**TEXT EXTRACT:**
Boone, who didn’t manage the Yankees on Wednesday night (bench coach Carlos Mendoza handled that chore), said there was no reason for him and Cash to talk about Cash’s harsh postgame criticism of Boone.

“It’s poor judgment, poor coaching, poor teaching,’’ Cash said. “I got a whole damn stable of guys that throw 98 mph. Period.’’

Om Wednesday, Boone said, “If we do, it won’t be any issue, but I don’t feel a need to.’’

Nor did Boone say he was offended by Cash’s harsh words.

“Not at all. I am to take offense for someone popping off in the heat of the moment? No chance,’’ Boone said. “And [Wednesday night] will give me time to reflect on that a little bit and tighten up my coaching techniques.’’

Since Monday night’s incident was the latest show of bad blood between the AL East rivals — the Rays started the night 3 ½ games up on the second-place Yankees — the harsh feelings for each other aren’t likely to vanish.

Boone pointed to DJ LeMahieu having been pitched up and in several times and explained the last thing the Yankees wanted to do was injure somebody.

**PROBLEM 1:** Quote from the listing word for word, starting at the line that has "job: give the outline of every instance of the long" and stopping after the line that has "[[133,76],[225,78],[226,71],[226,62],[123,61],[124,74]]".
The baseball article and the listing are separate pieces of material with no connection between them.

**RECORDS FOR THIS EXERCISE:**
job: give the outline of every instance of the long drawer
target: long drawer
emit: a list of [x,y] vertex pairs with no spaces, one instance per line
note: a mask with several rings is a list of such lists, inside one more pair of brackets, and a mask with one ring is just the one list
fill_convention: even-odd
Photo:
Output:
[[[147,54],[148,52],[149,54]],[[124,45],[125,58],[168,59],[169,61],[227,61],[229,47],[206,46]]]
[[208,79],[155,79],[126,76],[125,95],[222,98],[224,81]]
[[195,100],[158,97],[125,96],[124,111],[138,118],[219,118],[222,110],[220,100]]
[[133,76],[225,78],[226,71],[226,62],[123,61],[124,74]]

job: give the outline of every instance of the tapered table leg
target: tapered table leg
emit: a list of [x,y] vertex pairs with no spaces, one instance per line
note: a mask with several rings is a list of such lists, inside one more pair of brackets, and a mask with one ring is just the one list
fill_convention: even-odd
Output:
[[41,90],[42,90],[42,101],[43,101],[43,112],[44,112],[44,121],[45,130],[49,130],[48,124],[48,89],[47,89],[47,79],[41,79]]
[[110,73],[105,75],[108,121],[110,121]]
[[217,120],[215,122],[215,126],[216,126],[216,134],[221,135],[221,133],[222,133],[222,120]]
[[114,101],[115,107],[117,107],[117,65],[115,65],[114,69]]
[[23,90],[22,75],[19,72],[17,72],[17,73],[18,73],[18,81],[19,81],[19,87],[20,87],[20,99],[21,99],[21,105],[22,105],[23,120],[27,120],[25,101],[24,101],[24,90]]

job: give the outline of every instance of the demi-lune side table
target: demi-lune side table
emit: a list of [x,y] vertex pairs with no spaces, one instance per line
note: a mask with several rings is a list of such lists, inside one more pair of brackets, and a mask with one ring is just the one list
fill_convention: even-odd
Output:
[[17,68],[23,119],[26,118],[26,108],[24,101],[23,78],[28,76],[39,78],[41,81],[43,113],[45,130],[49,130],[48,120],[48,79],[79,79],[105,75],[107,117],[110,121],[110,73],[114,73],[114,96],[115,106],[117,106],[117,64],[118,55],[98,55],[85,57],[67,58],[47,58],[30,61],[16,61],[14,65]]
==
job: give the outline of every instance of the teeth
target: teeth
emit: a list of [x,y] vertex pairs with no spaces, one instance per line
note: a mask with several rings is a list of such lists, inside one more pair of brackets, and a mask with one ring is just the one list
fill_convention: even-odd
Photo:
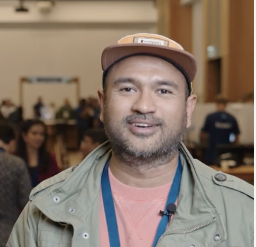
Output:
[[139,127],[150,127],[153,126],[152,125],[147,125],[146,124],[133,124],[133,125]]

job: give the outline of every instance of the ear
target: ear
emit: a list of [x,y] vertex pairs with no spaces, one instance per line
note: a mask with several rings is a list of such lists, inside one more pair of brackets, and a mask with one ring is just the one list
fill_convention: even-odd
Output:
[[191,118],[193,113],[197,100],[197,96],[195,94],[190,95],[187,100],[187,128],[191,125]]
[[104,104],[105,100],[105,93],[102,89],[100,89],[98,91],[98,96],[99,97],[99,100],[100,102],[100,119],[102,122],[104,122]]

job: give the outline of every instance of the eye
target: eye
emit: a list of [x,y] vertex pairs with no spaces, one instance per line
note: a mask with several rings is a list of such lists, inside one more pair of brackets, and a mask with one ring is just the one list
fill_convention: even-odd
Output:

**PROBLEM 2:** Continue the article about Boone and Cash's dispute from the point where it stops.

**EXERCISE OUTPUT 1:**
job: give the outline of every instance of the long drawer
target: long drawer
emit: a list of [x,y] vertex pairs with no spaces, one instance per line
note: a mask with several rings is a list of such lists, inside one more pair of brackets, and a mask with one ring is just the one list
fill_convention: even-odd
Photo:
Output:
[[[147,54],[148,52],[149,54]],[[124,45],[125,58],[168,59],[169,61],[227,61],[229,47],[206,46]]]
[[208,79],[155,79],[126,76],[125,95],[222,98],[224,81]]
[[195,100],[158,97],[125,96],[124,111],[138,118],[219,118],[222,110],[220,100]]
[[133,76],[225,78],[226,71],[226,62],[123,61],[124,74]]

**EXERCISE OUTPUT 2:**
“Both teams are professional enough to know we are playing for a lot. Even though there have been a few of these incidents where the blood gets boiling obviously and tempers flare a little bit, I think both teams are smart enough and good enough to realize to get the job done on the field,’’ Boone said. “That’s our main focus and I am sure it is with them as well. Hopefully this is something that can be behind us and it can be about two good teams going at it on the field.’’

That, however, remains to be seen. The Rays revel in beating the Yankees — they were 7-2 against the Yankees entering Wednesday night’s action. And they haven’t strayed from their pitching doctrine to throw fastballs up and in. And they like to respond to the Yankees’ dugout chirping with more chirping.

In a lot of ways it is too bad the Yankees and Rays are done playing because they have certainly added spice to a very bland season so far. Of course, it would be nice if they met in the postseason when the stakes are a lot higher.